■ **Task statement**
Resume the history of Brewton Springs School after its final sentence and extend it further.

■ **Extracted text**
►

By 1938, Brewton Springs School was yet again a fully functioning school with a small school district overseen by Travis County Common School District aka Travis County Public Schools. Brewton Springs School hardly ever had over 100 students. School was the only place and way students were able to take a bath and take care personal hygiene among other needs. A water well was established.


In 1948, Brewton Springs School began attempting to merge and consolidate into Eanes School District #48. Some Brewton Springs School students began attending the Eanes School. Eanes School District then operated both Eanes School and Brewton Springs School. At the time Eanes School was a 1-9 school which educated students in grades 1 through 9. (Ref: Eanes: A History of the School and Community, Linda Vance, 1976)

During that time only white families resided in the Eanes School District. Brewton Springs School was an all white school with a 100% white/caucasian student population as was Eanes School and Eanes Elementary School.

In 1949, both Brewton Springs School and its school district were consolidated into Eanes ISD under Gilmer-Aiken Law. Gilmer-Aiken Law consolidated many rural school districts, including Brewton Springs & Bee Cave, had reformed many Texas public schools. Eanes School students who wanted to continue their education past 9th grade either went to Brewton Springs School or to Allan Junior High School and Austin High School in Austin Public Schools (now Austin ISD).

However Brewton Springs School continued to operate under Eanes ISD until 1950. Brewton Springs School still operated as a 1-12 school.

(Ref: Eanes: Portrait of a Community, Linda Vance, 1986)
(Ref: EISD Monthly Newsletter, Eanes School 50 Years Ago, April 1984)


1950 was the year the Travis County Schools Superintendent and State of Texas (TEA) closed down Brewton Springs School and its school district during the 1950-1951 school year. The school district itself was consolidated and abolished during the same year. Brewton Springs School shut down due to lack of enrollment. (Ref: Eanes: A History of the School and Community, Linda Vance, 1976)

Brewton Springs School was shut down by the State of Texas (TEA) due to Gilmer-Aiken Law after Bill No. 116 of the 50th legislature was passed in 1950. After Brewton Springs School shut down, its students were transferred to Eanes School. Eanes School then had 80 students. A third room to the two-room rock building of Eanes School was constructed in the same year to relieve overcrowding. Classes were now held at the Eanes School. (Ref: Eanes: A History of the School and Community, Linda Vance, 1976)

Brewton Springs School students were merged with the Eanes School and some were sent to Bee Cave School. Brewton Springs School students were sent to both Cox Springs School, Dripping Springs School, and Lago Vista School as well.

◄

■ **Records**
►

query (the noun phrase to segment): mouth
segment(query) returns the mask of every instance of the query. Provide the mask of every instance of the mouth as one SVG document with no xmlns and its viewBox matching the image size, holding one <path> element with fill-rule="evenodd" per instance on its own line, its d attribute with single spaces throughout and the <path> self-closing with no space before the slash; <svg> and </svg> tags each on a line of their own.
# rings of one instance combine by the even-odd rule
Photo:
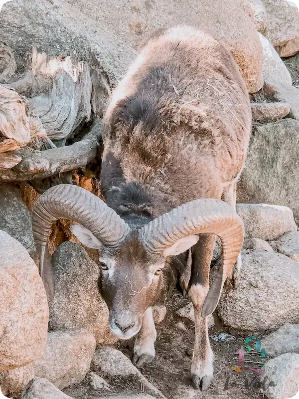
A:
<svg viewBox="0 0 299 399">
<path fill-rule="evenodd" d="M 132 322 L 132 327 L 127 327 L 128 323 L 128 322 L 126 323 L 120 323 L 116 321 L 114 318 L 111 318 L 109 320 L 109 327 L 113 334 L 120 339 L 129 340 L 139 332 L 142 324 L 139 322 Z"/>
</svg>

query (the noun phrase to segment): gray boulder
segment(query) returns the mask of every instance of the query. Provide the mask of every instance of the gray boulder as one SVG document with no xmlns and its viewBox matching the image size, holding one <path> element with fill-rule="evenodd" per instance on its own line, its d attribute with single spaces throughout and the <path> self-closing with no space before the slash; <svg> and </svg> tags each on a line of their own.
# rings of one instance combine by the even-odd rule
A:
<svg viewBox="0 0 299 399">
<path fill-rule="evenodd" d="M 260 122 L 275 122 L 290 113 L 291 108 L 287 103 L 252 103 L 253 119 Z"/>
<path fill-rule="evenodd" d="M 42 357 L 34 362 L 36 377 L 45 378 L 59 389 L 85 378 L 96 349 L 90 331 L 73 330 L 48 334 Z"/>
<path fill-rule="evenodd" d="M 141 384 L 148 393 L 152 394 L 156 398 L 165 399 L 161 392 L 142 375 L 127 356 L 114 348 L 97 348 L 91 362 L 91 369 L 103 376 L 105 380 L 111 381 L 112 384 L 115 381 L 119 381 L 120 379 L 123 382 L 130 381 L 130 385 L 135 383 L 136 387 L 140 388 Z M 126 386 L 125 382 L 123 385 Z M 128 394 L 122 393 L 122 395 L 125 398 Z"/>
<path fill-rule="evenodd" d="M 246 238 L 243 245 L 243 249 L 261 249 L 274 252 L 272 247 L 266 241 L 260 238 Z"/>
<path fill-rule="evenodd" d="M 72 399 L 44 378 L 34 378 L 25 387 L 22 399 Z"/>
<path fill-rule="evenodd" d="M 36 265 L 20 243 L 0 230 L 0 372 L 40 357 L 49 308 Z"/>
<path fill-rule="evenodd" d="M 294 89 L 299 94 L 299 90 Z M 299 111 L 299 98 L 297 106 Z M 256 126 L 242 173 L 251 200 L 289 206 L 296 217 L 299 216 L 298 132 L 299 121 L 291 119 Z"/>
<path fill-rule="evenodd" d="M 299 262 L 299 231 L 286 233 L 275 243 L 280 252 Z"/>
<path fill-rule="evenodd" d="M 286 353 L 267 362 L 261 379 L 268 399 L 292 399 L 299 393 L 299 355 Z"/>
<path fill-rule="evenodd" d="M 36 260 L 37 253 L 28 208 L 14 186 L 0 183 L 0 230 L 6 231 L 20 242 L 30 256 Z"/>
<path fill-rule="evenodd" d="M 257 250 L 242 250 L 242 258 L 239 285 L 224 289 L 217 307 L 223 323 L 257 332 L 299 323 L 299 265 L 284 255 Z M 212 280 L 213 269 L 211 274 Z"/>
<path fill-rule="evenodd" d="M 94 12 L 90 3 L 88 8 Z M 105 24 L 86 17 L 64 0 L 7 1 L 0 13 L 0 37 L 17 60 L 23 59 L 26 51 L 31 52 L 33 44 L 50 56 L 75 52 L 89 60 L 92 51 L 114 84 L 136 54 L 132 46 L 110 33 Z"/>
<path fill-rule="evenodd" d="M 68 0 L 91 21 L 105 26 L 127 45 L 136 47 L 153 29 L 188 24 L 208 29 L 230 49 L 250 92 L 263 86 L 263 59 L 254 24 L 244 0 L 160 0 L 152 3 L 132 0 Z M 112 10 L 113 11 L 112 12 Z M 200 15 L 200 17 L 199 16 Z"/>
<path fill-rule="evenodd" d="M 52 263 L 55 293 L 50 304 L 51 330 L 87 329 L 97 343 L 116 342 L 108 325 L 108 308 L 99 292 L 99 266 L 81 245 L 72 242 L 56 249 Z"/>
<path fill-rule="evenodd" d="M 269 356 L 275 357 L 284 353 L 299 354 L 299 324 L 285 324 L 263 338 L 262 347 Z"/>
<path fill-rule="evenodd" d="M 293 212 L 287 206 L 238 203 L 236 209 L 244 223 L 246 238 L 273 240 L 287 231 L 297 230 Z"/>
<path fill-rule="evenodd" d="M 279 47 L 294 39 L 297 34 L 297 26 L 287 0 L 262 1 L 268 16 L 267 37 L 272 45 Z"/>
</svg>

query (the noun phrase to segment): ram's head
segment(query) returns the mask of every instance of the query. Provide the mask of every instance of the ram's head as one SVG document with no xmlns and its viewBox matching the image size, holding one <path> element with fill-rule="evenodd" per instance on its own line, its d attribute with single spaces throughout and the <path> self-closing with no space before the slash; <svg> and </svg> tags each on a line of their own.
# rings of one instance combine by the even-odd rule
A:
<svg viewBox="0 0 299 399">
<path fill-rule="evenodd" d="M 143 315 L 154 303 L 162 284 L 165 261 L 194 245 L 201 233 L 216 234 L 222 243 L 222 265 L 202 311 L 204 317 L 212 313 L 244 239 L 241 219 L 219 200 L 192 201 L 135 228 L 83 189 L 55 186 L 38 199 L 32 212 L 41 275 L 50 299 L 54 285 L 47 239 L 52 223 L 60 218 L 79 223 L 72 226 L 72 232 L 86 246 L 99 249 L 101 290 L 110 312 L 110 328 L 123 339 L 140 329 Z"/>
</svg>

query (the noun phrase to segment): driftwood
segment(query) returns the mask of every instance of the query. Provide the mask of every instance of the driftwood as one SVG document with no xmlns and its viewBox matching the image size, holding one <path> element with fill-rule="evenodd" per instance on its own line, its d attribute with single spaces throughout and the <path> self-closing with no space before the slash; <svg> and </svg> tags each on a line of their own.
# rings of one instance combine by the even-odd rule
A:
<svg viewBox="0 0 299 399">
<path fill-rule="evenodd" d="M 5 83 L 13 76 L 16 63 L 9 47 L 0 43 L 0 83 Z"/>
<path fill-rule="evenodd" d="M 76 135 L 103 115 L 108 77 L 92 54 L 84 61 L 74 52 L 50 58 L 35 48 L 25 72 L 16 75 L 16 68 L 12 52 L 0 44 L 0 181 L 69 180 L 66 172 L 96 156 L 99 123 L 81 141 Z M 77 142 L 66 146 L 69 139 Z"/>
<path fill-rule="evenodd" d="M 20 182 L 43 179 L 53 175 L 84 169 L 96 157 L 101 137 L 97 121 L 83 139 L 71 146 L 39 151 L 28 147 L 15 153 L 22 160 L 9 170 L 0 171 L 0 181 Z"/>
</svg>

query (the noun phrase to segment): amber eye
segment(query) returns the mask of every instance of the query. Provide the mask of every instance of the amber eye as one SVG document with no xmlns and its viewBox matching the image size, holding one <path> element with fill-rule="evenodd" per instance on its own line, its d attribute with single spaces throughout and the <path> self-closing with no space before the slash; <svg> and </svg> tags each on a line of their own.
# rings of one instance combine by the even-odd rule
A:
<svg viewBox="0 0 299 399">
<path fill-rule="evenodd" d="M 104 263 L 104 262 L 101 262 L 100 263 L 101 265 L 101 267 L 102 267 L 102 270 L 108 270 L 108 266 L 106 265 L 106 263 Z"/>
</svg>

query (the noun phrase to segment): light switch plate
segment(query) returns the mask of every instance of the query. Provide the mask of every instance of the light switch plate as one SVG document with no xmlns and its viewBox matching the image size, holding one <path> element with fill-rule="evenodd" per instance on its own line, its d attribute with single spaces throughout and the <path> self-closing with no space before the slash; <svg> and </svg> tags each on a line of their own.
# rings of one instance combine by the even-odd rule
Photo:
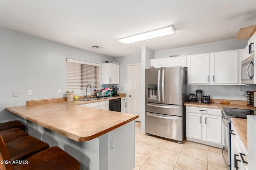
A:
<svg viewBox="0 0 256 170">
<path fill-rule="evenodd" d="M 32 90 L 28 90 L 28 96 L 31 96 L 32 95 Z"/>
</svg>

◄

■ **Written response**
In 1950, Eanes went from being a 1-9 school that educated students in grades 1 through 9 to a 1-6 where students in grades 1 through 6 were educated. The school district surrounding Eanes School (the now Eanes Elementary School) and Brewton Springs School was considered a common school district that sent its high school students to Austin ISD. (Ref: Eanes: Portrait of a Community, Linda Vance, 1986)

1950 was the year Homer Teague and his two sons, Robert Teague and Jackson Teague, lived in the building under rough conditions. Winters and summers inside the home proved to be brutal. They would live there until they moved in 1960.

When Brewton Springs School closed in 1950, TEA condemned the school building and the water well. The water well plugged and later destroyed.


In 1960, the building was abandoned on the Teague Land next to Commons Ford Ranch. Overtime the small building became covered with vegetation. It is unknown and unclear whether or not anyone else besides the Teague family lived in the original Brewton Springs School building after consolidation with Eanes ISD whereas the other school building became a private residence.

In 1985, Robert Teague gained ownership of the property from a handwritten gift deed produced in 1942 by the wife of Homer Teague.

In 1988, the old log cabin building of Brewton Springs School was moved to the Commons Ford Metropolitan Park in the Cuernavaca neighborhood by Robert Teague. Robert Teague donated Brewton Springs School to the City of Austin as an attempt of historic preservation. No known further work or renovations were done or made to the old Brewton Springs School building after 1988.

By 1990, the former school building fell victim to rural decay. Its windows were boarded up with plywood. No other known uses were made or have been documented and recorded.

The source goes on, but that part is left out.